*What is needed*:
Render the entries below as a JSON list of strings, one string per line, with blank lines omitted.

*Records to process*:
┄┄┄┄┄┄
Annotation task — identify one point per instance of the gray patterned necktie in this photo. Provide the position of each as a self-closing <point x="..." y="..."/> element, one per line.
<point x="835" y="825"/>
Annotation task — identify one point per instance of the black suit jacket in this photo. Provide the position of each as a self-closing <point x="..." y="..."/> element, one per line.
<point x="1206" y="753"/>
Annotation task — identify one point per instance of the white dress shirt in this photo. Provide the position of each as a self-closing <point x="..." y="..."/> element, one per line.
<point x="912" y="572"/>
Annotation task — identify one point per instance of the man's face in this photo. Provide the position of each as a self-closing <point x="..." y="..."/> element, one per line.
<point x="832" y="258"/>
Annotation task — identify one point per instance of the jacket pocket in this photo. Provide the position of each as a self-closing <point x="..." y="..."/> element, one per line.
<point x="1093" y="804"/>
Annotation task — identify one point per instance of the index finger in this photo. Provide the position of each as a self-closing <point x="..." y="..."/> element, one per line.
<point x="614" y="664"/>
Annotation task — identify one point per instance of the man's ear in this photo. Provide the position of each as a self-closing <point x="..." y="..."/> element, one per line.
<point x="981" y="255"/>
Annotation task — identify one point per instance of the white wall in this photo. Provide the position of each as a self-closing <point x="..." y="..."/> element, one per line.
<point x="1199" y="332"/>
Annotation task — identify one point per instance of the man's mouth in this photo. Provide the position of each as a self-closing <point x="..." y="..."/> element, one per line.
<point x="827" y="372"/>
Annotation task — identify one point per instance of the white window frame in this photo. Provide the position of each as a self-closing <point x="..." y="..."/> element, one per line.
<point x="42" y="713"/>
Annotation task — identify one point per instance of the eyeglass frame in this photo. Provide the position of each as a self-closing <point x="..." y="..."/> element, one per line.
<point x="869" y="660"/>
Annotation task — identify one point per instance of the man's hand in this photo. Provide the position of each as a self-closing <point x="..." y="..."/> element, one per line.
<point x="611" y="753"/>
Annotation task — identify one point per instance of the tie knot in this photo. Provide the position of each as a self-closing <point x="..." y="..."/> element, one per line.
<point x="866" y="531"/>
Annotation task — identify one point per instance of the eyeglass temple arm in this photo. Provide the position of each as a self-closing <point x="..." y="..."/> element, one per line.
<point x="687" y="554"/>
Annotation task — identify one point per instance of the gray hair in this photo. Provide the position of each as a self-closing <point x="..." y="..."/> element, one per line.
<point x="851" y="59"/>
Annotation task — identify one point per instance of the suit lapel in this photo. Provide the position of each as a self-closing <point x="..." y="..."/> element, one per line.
┄┄┄┄┄┄
*Exercise answer*:
[
  "Annotation task — identify one point per instance of the gray patterned necktie in this photo. Provide the position of each as a self-closing <point x=\"...\" y=\"...\"/> element, one per line.",
  "<point x=\"835\" y=\"825\"/>",
  "Annotation task — identify one point per instance of the black suit jacket in this photo. Provide the position of each as a self-closing <point x=\"...\" y=\"...\"/> element, one per line.",
  "<point x=\"1206\" y=\"753\"/>",
  "Annotation task — identify one point per instance of the white dress shirt in this photo. Provide the position of each as a self-closing <point x=\"...\" y=\"...\"/> element, one per line.",
  "<point x=\"912\" y=\"572\"/>",
  "Annotation task — identify one point per instance of the man's face in this photo. Provide the position of each as a self-closing <point x=\"...\" y=\"...\"/> element, one per line.",
  "<point x=\"832\" y=\"258\"/>",
  "Annotation task — identify one point per instance of the jacket pocket in this photo. Provide the position of each as a self-closing <point x=\"...\" y=\"...\"/> element, one per line.",
  "<point x=\"1093\" y=\"804\"/>",
  "Annotation task — identify one point per instance of the index finger in this photo. Provide the position of each as a self-closing <point x=\"...\" y=\"...\"/> element, one per line.",
  "<point x=\"614\" y=\"664\"/>",
  "Annotation task — identify one point per instance of the man's ear in this photo. Provide the position of each as a self-closing <point x=\"...\" y=\"...\"/> element, one per line.",
  "<point x=\"981\" y=\"255\"/>",
  "Annotation task — identify one point per instance of the white wall in this photo. Provide the position of each as a self-closing <point x=\"...\" y=\"...\"/> element, one per line.",
  "<point x=\"1199\" y=\"332\"/>",
  "Annotation task — identify one point per instance of the man's mouth in this photo. Provide the position of each as a self-closing <point x=\"...\" y=\"...\"/> element, one per line.",
  "<point x=\"827\" y=\"372\"/>",
  "Annotation task — identify one point per instance of the white window frame in this photo. Provide the position of each as a self-closing <point x=\"...\" y=\"...\"/> element, one per line.",
  "<point x=\"42\" y=\"713\"/>",
  "Annotation task — identify one point per instance of the eyeglass frame in this photo. Provide the position of each as a self-closing <point x=\"...\" y=\"...\"/> element, one per line.",
  "<point x=\"869\" y=\"660\"/>",
  "Annotation task — identify one point per instance of the man's hand in this photo. Provide the position of each as a self-closing <point x=\"...\" y=\"...\"/> element, one per line.",
  "<point x=\"611\" y=\"753\"/>",
  "Annotation task — identify one point per instance of the tie knot in this photo. Provide the position of each as a self-closing <point x=\"...\" y=\"...\"/> element, one per line.",
  "<point x=\"866\" y=\"531\"/>",
  "Annotation task — identify one point per instance of the eyeglass temple arm in this photo. Provide the position of each as a self-closing <point x=\"...\" y=\"...\"/> element, one per line.",
  "<point x=\"687\" y=\"554\"/>",
  "Annotation task — identify one point per instance of the gray hair in this photo. Provide the position of each as a self-closing <point x=\"...\" y=\"...\"/> element, one per line.",
  "<point x=\"851\" y=\"59\"/>",
  "Annotation task — identify one point per instance of the suit lapel in this photo. Provide the position of each as a self-closing <point x=\"...\" y=\"...\"/> element, one per line."
]